Could you copy the records below exactly, leaving out any pictures they include?
------------------------------------
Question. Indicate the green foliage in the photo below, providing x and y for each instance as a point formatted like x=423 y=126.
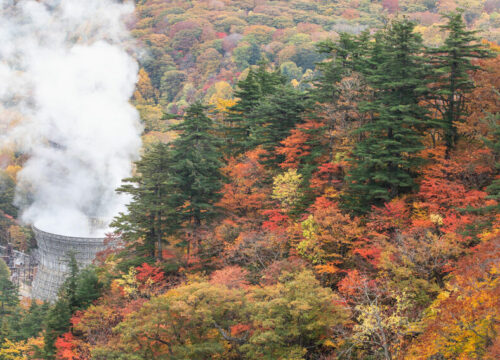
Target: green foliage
x=7 y=192
x=453 y=64
x=196 y=162
x=8 y=300
x=385 y=161
x=292 y=318
x=151 y=216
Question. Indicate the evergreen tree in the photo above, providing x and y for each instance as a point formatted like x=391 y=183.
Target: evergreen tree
x=384 y=161
x=9 y=299
x=151 y=213
x=196 y=161
x=32 y=321
x=88 y=287
x=452 y=62
x=241 y=118
x=339 y=64
x=56 y=324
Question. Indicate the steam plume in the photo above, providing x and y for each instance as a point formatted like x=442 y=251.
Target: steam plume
x=65 y=81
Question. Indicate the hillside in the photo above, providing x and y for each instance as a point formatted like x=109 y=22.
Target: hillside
x=318 y=180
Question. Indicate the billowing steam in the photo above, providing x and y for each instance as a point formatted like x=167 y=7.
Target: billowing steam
x=65 y=81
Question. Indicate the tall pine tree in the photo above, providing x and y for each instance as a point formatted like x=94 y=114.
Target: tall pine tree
x=242 y=119
x=384 y=161
x=151 y=215
x=452 y=82
x=196 y=163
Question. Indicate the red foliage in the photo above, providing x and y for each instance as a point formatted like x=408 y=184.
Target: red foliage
x=386 y=219
x=277 y=221
x=230 y=276
x=327 y=174
x=65 y=346
x=239 y=329
x=391 y=5
x=146 y=273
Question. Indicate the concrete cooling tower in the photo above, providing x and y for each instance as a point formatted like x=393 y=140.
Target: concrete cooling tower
x=54 y=251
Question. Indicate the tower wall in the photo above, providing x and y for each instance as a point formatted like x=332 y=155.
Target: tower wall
x=54 y=251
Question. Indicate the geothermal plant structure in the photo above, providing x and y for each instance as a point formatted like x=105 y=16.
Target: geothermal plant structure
x=54 y=251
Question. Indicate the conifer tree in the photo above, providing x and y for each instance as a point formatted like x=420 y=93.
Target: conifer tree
x=384 y=161
x=241 y=118
x=452 y=63
x=196 y=161
x=8 y=300
x=151 y=213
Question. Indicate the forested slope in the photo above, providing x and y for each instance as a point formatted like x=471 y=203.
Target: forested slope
x=284 y=209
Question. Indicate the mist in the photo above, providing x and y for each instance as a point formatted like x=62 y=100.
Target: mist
x=66 y=77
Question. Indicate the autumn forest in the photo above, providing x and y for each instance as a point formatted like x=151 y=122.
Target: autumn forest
x=317 y=180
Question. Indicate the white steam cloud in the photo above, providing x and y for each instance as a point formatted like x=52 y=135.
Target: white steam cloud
x=65 y=81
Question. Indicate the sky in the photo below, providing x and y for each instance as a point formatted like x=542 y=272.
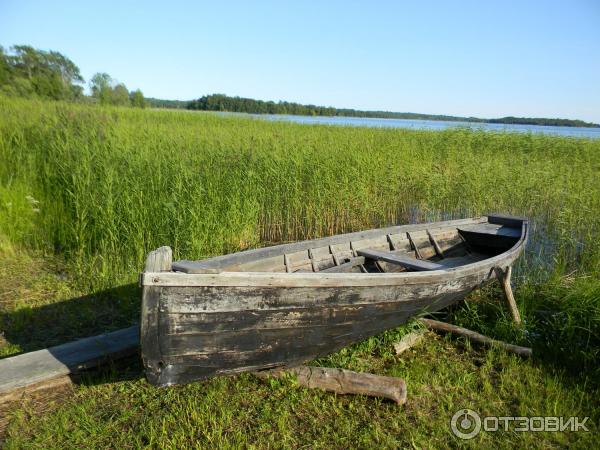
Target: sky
x=466 y=58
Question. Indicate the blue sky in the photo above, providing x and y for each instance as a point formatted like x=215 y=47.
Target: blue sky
x=479 y=58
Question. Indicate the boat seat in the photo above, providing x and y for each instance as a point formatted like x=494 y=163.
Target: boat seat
x=405 y=261
x=492 y=229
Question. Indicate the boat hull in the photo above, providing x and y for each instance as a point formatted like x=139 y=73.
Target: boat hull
x=195 y=326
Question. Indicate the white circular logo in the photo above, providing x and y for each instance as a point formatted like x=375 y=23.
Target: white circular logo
x=465 y=424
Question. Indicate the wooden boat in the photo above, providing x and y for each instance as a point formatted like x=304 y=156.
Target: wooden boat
x=291 y=303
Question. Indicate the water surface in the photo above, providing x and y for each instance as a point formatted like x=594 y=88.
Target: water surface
x=432 y=124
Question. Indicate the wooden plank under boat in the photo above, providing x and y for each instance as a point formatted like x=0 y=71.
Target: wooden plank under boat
x=291 y=303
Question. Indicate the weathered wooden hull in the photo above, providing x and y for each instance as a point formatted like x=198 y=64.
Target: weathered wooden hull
x=196 y=325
------------------------------------
WRITTEN RESPONSE =>
Question. Indicate the green foliage in the photo below, providing x and y for each instance as a point formatted like x=423 y=126.
Target: green foliage
x=7 y=192
x=453 y=64
x=196 y=162
x=8 y=300
x=385 y=161
x=292 y=318
x=151 y=216
Question. Indicate the evergreen tree in the photo above, providing x and y for each instance as a point formatted like x=391 y=183.
Target: evergreen tree
x=384 y=161
x=9 y=299
x=151 y=213
x=196 y=161
x=32 y=321
x=88 y=287
x=452 y=62
x=241 y=118
x=339 y=64
x=56 y=324
Question. Indicate the steam plume in the photo above, providing x and y for each instance as a point formatted like x=442 y=251.
Target: steam plume
x=65 y=81
Question. Indicate the hillside in the photo above, providing x and y for each instance as a point formatted like x=109 y=22.
Target: hillside
x=318 y=180
Question. Indicate the billowing steam in the photo above, providing x and y for each instance as a point formatted like x=167 y=7.
Target: billowing steam
x=65 y=81
Question. Indicate the tall pine tree in the photo above, providing x and y for each instance as a point formatted like x=94 y=114.
Target: tall pine tree
x=242 y=119
x=384 y=161
x=151 y=215
x=452 y=82
x=196 y=163
Question. Indicate the red foliage in the photo above, providing x and y for each instance as a point formatted like x=408 y=184.
Target: red foliage
x=386 y=219
x=277 y=221
x=230 y=276
x=327 y=174
x=65 y=346
x=239 y=329
x=391 y=5
x=146 y=273
Question. Indicate the concrete cooling tower in the photo above, providing x and y for each instance as a point formatted like x=393 y=140.
Target: concrete cooling tower
x=54 y=251
Question. Indicate the tower wall in the photo above, providing x and y for each instance as a point formatted like x=332 y=155.
Target: tower wall
x=54 y=251
Question. Indicate the geothermal plant structure in the photo above, providing x and y for each instance as a point formatted like x=105 y=16.
Target: geothermal plant structure
x=54 y=251
Question. Indicate the conifer tree in the photo above, providing x and y for each instance as a point formatted like x=420 y=93.
Target: conifer tree
x=384 y=161
x=241 y=118
x=452 y=63
x=196 y=161
x=8 y=300
x=151 y=213
Question. Indicate the forested slope in the photo above, providing x and y for each instance as a point formatted like x=471 y=203.
Target: forested slope
x=284 y=209
Question. Indicate the mist in the photo above, providing x and y for each instance as a point formatted like x=62 y=100.
Target: mist
x=66 y=77
Question. Indicate the autumn forest in the photo above, providing x and y for each instance as a point formatted like x=151 y=122.
Target: autumn forest
x=317 y=180
Question. Indicate the white steam cloud in the photo above, providing x and y for each instance as a point formatted like x=52 y=135.
Target: white steam cloud
x=65 y=81
Question. Indicate the sky in the photo below, providing x and y for each instance as a point formatted like x=542 y=272.
Target: sky
x=466 y=58
Question. Indicate the blue sky in the photo above, providing x and y for each instance as a point formatted like x=215 y=47.
Target: blue sky
x=479 y=58
Question. Indicate the boat seat in the photo above, providing x and y for each instance as a point formatted like x=494 y=163.
Target: boat seat
x=405 y=261
x=492 y=229
Question. Indicate the boat hull in the photo above, providing x and y for each instance as a point formatted like x=139 y=73.
Target: boat hull
x=195 y=326
Question. Indicate the white circular logo in the photo above, providing x and y for each instance as a point formatted like x=375 y=23.
Target: white circular logo
x=465 y=424
Question. Indicate the wooden boat in the photo above, providing x and y for each instance as a point formatted like x=304 y=156.
Target: wooden boat
x=291 y=303
Question. Indicate the water surface in the photo above, providing x and y for each instance as a point formatted like x=594 y=88.
Target: water surface
x=432 y=124
Question. Indicate the wooden plank under boat in the photo above, providing x and y for each instance as a point formatted like x=0 y=71.
Target: wooden plank under boat
x=291 y=303
Question. Indicate the weathered wooden hull in the photo above, providing x and y for each instance as a point formatted like x=198 y=64.
Target: weathered wooden hull
x=196 y=325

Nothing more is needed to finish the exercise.